TASK REQUIREMENTS - Using the entries that follow, write out the line containing "headlight glow, then", the line containing "target | overhead catenary wire", and every line between them, exactly and nothing else.

(Dataset items)
============

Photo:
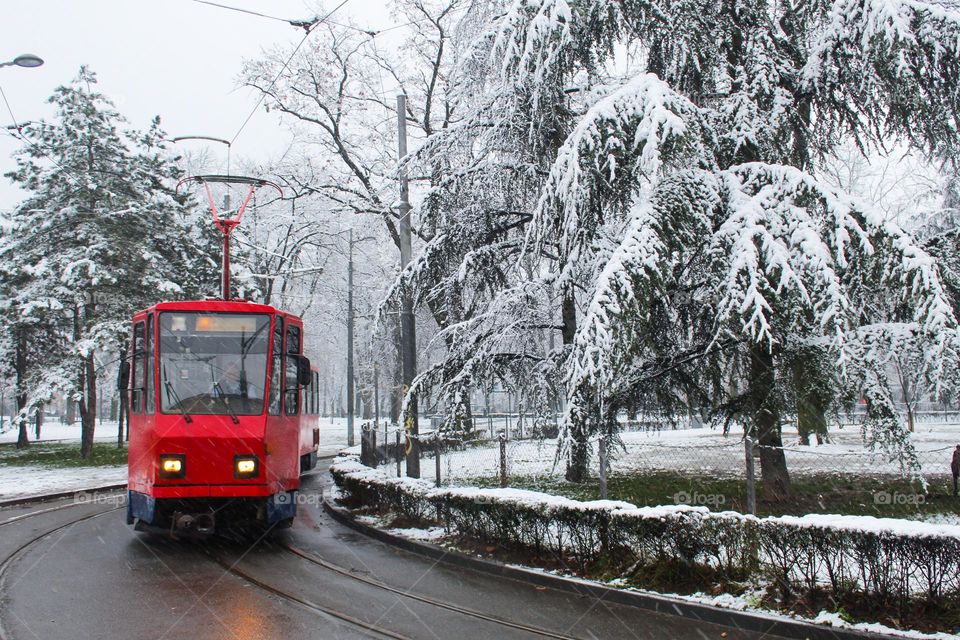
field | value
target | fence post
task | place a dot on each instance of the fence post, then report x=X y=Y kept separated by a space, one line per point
x=364 y=446
x=603 y=467
x=503 y=460
x=398 y=452
x=751 y=477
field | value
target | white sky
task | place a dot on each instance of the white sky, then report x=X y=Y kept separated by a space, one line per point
x=178 y=59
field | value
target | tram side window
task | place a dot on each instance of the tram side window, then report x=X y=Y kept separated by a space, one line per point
x=136 y=390
x=292 y=401
x=148 y=384
x=276 y=370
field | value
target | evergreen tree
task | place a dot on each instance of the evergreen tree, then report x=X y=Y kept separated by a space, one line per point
x=101 y=235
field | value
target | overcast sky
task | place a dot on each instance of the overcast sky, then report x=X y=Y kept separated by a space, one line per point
x=178 y=59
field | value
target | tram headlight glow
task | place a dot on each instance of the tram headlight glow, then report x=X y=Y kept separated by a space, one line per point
x=173 y=465
x=245 y=466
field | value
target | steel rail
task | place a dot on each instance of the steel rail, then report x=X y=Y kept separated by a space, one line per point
x=309 y=557
x=307 y=604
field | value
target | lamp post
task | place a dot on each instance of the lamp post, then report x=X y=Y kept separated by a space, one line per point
x=26 y=60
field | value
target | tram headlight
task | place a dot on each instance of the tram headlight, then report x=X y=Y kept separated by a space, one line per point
x=246 y=466
x=173 y=465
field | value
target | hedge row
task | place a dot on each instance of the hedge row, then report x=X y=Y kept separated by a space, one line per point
x=897 y=562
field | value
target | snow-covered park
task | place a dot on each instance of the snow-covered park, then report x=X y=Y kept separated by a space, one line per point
x=18 y=481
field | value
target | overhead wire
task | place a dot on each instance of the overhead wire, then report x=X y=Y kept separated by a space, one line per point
x=263 y=94
x=19 y=136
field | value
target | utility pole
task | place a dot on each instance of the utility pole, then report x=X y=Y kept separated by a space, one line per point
x=408 y=336
x=350 y=402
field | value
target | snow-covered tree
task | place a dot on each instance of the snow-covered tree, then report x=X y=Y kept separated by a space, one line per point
x=676 y=210
x=101 y=235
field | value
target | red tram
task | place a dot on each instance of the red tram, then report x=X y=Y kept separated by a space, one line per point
x=222 y=414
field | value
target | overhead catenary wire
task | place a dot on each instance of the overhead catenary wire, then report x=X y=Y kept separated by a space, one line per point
x=307 y=24
x=263 y=94
x=19 y=136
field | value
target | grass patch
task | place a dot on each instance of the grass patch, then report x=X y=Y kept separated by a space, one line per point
x=62 y=455
x=843 y=494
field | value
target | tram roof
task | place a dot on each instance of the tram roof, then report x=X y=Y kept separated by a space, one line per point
x=222 y=306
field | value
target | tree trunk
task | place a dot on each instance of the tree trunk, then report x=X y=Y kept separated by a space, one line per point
x=579 y=458
x=88 y=388
x=88 y=407
x=773 y=463
x=811 y=406
x=21 y=389
x=121 y=410
x=37 y=422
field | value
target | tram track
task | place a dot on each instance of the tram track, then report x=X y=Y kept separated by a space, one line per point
x=343 y=571
x=319 y=609
x=40 y=512
x=13 y=556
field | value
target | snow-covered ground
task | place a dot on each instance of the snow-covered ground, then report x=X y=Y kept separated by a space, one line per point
x=706 y=451
x=20 y=481
x=23 y=482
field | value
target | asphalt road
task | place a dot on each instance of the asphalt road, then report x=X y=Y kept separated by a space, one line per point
x=84 y=574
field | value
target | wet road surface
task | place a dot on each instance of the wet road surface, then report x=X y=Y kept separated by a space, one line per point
x=85 y=574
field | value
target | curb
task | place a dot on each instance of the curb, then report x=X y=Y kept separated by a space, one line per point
x=748 y=621
x=61 y=494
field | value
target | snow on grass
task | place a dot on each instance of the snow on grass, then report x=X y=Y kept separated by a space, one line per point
x=25 y=482
x=705 y=452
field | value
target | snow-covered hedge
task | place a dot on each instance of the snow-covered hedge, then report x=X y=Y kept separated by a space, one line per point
x=894 y=560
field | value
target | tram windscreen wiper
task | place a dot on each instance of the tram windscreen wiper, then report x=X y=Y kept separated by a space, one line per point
x=171 y=391
x=226 y=402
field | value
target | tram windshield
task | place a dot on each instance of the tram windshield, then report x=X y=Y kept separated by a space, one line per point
x=213 y=363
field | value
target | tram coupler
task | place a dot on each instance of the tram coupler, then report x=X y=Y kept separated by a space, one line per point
x=192 y=524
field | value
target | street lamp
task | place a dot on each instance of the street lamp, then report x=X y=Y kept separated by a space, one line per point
x=27 y=60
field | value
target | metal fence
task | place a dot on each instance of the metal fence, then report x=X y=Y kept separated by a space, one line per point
x=513 y=458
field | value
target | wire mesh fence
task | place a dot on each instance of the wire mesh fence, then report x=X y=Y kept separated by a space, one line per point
x=503 y=451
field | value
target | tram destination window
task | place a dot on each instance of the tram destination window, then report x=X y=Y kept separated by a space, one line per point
x=213 y=363
x=292 y=401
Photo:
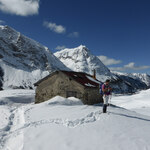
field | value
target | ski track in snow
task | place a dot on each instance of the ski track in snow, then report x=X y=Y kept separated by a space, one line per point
x=13 y=131
x=10 y=134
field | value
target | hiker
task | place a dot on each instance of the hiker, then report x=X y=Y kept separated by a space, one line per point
x=106 y=93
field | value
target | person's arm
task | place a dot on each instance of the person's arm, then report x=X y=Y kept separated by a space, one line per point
x=104 y=89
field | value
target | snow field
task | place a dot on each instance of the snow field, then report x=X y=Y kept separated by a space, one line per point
x=67 y=124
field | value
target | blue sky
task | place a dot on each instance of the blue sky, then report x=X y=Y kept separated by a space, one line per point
x=116 y=30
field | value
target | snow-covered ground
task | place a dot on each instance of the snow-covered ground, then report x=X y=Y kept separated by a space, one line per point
x=138 y=102
x=67 y=124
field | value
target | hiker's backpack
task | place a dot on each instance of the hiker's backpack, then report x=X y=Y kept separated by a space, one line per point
x=101 y=91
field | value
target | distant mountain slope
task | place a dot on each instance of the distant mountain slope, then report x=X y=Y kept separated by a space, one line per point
x=23 y=61
x=80 y=59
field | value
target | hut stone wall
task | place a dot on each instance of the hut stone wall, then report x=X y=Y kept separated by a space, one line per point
x=58 y=84
x=61 y=84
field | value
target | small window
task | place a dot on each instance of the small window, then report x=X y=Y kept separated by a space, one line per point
x=71 y=94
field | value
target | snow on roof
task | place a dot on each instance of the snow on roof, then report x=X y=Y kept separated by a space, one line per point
x=83 y=78
x=80 y=77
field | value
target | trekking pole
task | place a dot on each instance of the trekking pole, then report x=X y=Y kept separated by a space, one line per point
x=110 y=97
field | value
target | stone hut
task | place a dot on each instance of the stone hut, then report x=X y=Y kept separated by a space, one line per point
x=69 y=84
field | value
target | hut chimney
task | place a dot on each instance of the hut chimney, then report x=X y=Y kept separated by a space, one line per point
x=94 y=74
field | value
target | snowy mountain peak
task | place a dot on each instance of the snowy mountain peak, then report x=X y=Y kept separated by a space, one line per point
x=23 y=61
x=80 y=59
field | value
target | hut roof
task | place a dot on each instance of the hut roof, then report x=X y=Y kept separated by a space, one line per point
x=80 y=77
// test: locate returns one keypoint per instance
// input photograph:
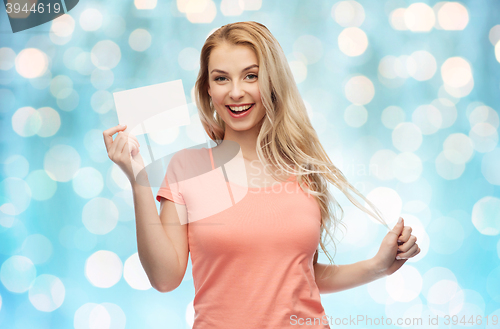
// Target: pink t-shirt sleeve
(169, 188)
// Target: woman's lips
(240, 115)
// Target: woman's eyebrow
(245, 69)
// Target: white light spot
(31, 63)
(102, 101)
(90, 19)
(419, 17)
(7, 58)
(17, 274)
(100, 216)
(489, 166)
(453, 16)
(145, 4)
(353, 41)
(407, 137)
(482, 114)
(359, 90)
(103, 269)
(83, 63)
(199, 11)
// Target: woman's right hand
(124, 151)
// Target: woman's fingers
(108, 135)
(410, 253)
(408, 244)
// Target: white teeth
(240, 108)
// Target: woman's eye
(250, 75)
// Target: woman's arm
(334, 278)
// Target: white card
(152, 108)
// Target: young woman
(254, 263)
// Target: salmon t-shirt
(252, 260)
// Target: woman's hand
(124, 151)
(385, 260)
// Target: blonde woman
(256, 266)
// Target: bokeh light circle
(486, 215)
(17, 273)
(103, 269)
(353, 41)
(105, 54)
(100, 216)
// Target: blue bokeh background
(403, 94)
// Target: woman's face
(233, 72)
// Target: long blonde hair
(286, 135)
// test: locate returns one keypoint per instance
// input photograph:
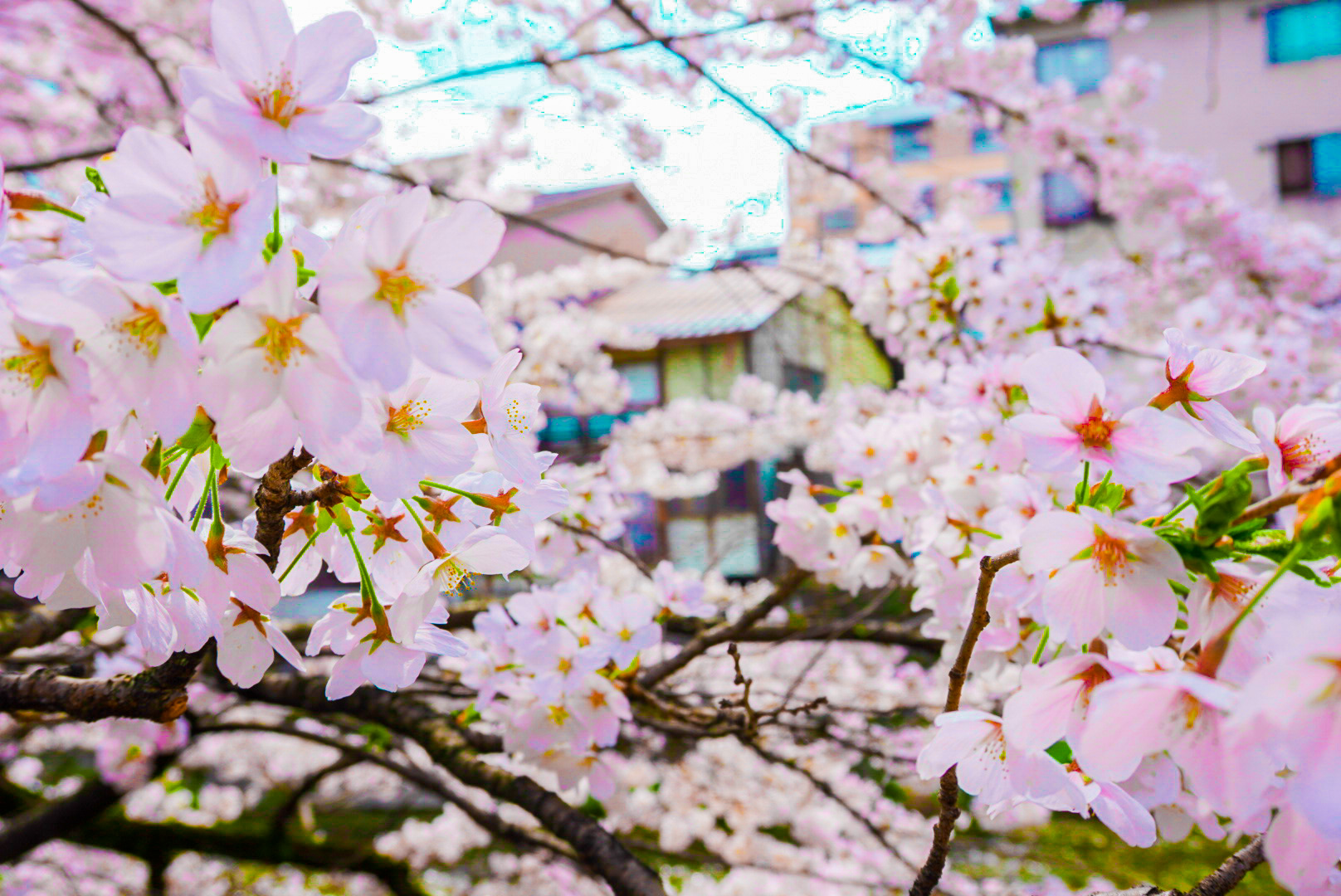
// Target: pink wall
(1221, 101)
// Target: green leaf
(95, 178)
(1222, 500)
(1061, 752)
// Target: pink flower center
(1110, 556)
(1297, 454)
(1096, 431)
(279, 105)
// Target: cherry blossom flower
(1195, 376)
(387, 287)
(988, 766)
(368, 656)
(510, 415)
(280, 89)
(248, 644)
(1103, 573)
(276, 374)
(196, 217)
(1304, 439)
(1070, 423)
(1139, 715)
(144, 356)
(422, 435)
(485, 552)
(45, 396)
(1053, 699)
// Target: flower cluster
(197, 341)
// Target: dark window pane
(1081, 62)
(798, 378)
(734, 489)
(1295, 167)
(986, 139)
(644, 380)
(840, 219)
(1304, 31)
(911, 143)
(561, 431)
(1064, 202)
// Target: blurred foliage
(1077, 850)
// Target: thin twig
(935, 864)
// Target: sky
(718, 160)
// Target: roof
(553, 204)
(712, 304)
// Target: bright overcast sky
(718, 160)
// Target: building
(935, 153)
(1246, 90)
(617, 217)
(712, 328)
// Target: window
(987, 139)
(1304, 31)
(840, 219)
(1081, 62)
(1309, 167)
(1001, 191)
(911, 143)
(1064, 202)
(644, 380)
(925, 208)
(798, 378)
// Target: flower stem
(172, 486)
(302, 550)
(468, 495)
(409, 506)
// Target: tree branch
(935, 864)
(133, 41)
(699, 644)
(157, 694)
(451, 750)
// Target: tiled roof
(729, 300)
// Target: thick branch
(699, 644)
(157, 694)
(451, 750)
(935, 864)
(1229, 874)
(274, 499)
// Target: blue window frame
(838, 219)
(987, 139)
(1001, 189)
(1085, 63)
(644, 378)
(1309, 167)
(911, 143)
(1064, 200)
(1304, 31)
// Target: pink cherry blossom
(1197, 374)
(385, 286)
(1070, 423)
(195, 217)
(1304, 439)
(420, 435)
(276, 374)
(1103, 573)
(280, 89)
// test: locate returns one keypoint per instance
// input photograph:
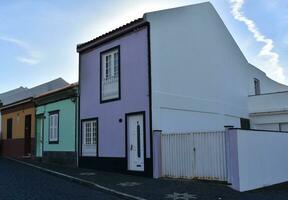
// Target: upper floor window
(257, 86)
(54, 127)
(110, 74)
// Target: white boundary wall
(258, 158)
(200, 155)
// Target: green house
(56, 125)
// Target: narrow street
(19, 182)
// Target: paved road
(20, 182)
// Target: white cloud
(32, 57)
(268, 57)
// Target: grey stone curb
(81, 181)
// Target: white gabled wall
(199, 75)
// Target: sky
(38, 38)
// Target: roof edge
(138, 23)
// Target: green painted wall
(39, 136)
(66, 125)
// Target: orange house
(18, 128)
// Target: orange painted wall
(18, 116)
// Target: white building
(200, 78)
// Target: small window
(54, 127)
(9, 128)
(257, 86)
(245, 123)
(110, 75)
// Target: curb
(81, 181)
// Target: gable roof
(112, 34)
(12, 95)
(17, 95)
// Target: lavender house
(115, 101)
(175, 70)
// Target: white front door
(135, 144)
(89, 137)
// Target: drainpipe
(157, 154)
(227, 153)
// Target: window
(110, 75)
(89, 137)
(257, 86)
(53, 127)
(245, 123)
(9, 128)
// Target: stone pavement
(148, 188)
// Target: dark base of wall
(114, 165)
(60, 157)
(15, 147)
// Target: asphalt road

============

ANSWER SPACE -
task | place a dot on each instance of the tram headlight glow, then report x=X y=Y kept separated by a space, one line per point
x=173 y=465
x=245 y=466
field | value
target | steel rail
task | place a dot on each instance of the steel rail, then report x=X y=Y kept separated by a space, one line per point
x=309 y=557
x=307 y=604
field | value
target | lamp post
task | place a dot on each instance of the lamp post, then report x=X y=Y kept separated by a space, one line per point
x=26 y=60
field | value
target | tram headlight
task | place a dot on each instance of the tram headlight, then report x=X y=Y kept separated by a space, one line per point
x=246 y=466
x=173 y=465
field | value
target | hedge row
task | place a dot on each instance of the hedge row, then report x=X y=Y kept separated by a space, one line per point
x=897 y=562
field | value
target | snow-covered park
task | place a dot on each instance of the snow-covered park, then report x=X y=Y kept separated by a space, one line per point
x=18 y=481
field | value
target | overhead wire
task | place a dot on each instance of the overhead wire, then report x=X y=Y kept separated by a space, one line per point
x=263 y=94
x=19 y=136
field | value
target | utility pole
task | place a dot on each instance of the utility pole, then report x=X y=Y kept separated by a space, one line per point
x=408 y=336
x=350 y=402
field | value
target | snow-covered tree
task | place a dot on each instance of the snow-covered tree, then report x=X y=Y kept separated by a space, one line per point
x=676 y=210
x=101 y=235
field | value
target | red tram
task | place a dot on each instance of the red tram, then report x=X y=Y kept separated by a space, one line per point
x=222 y=414
field | value
target | overhead catenary wire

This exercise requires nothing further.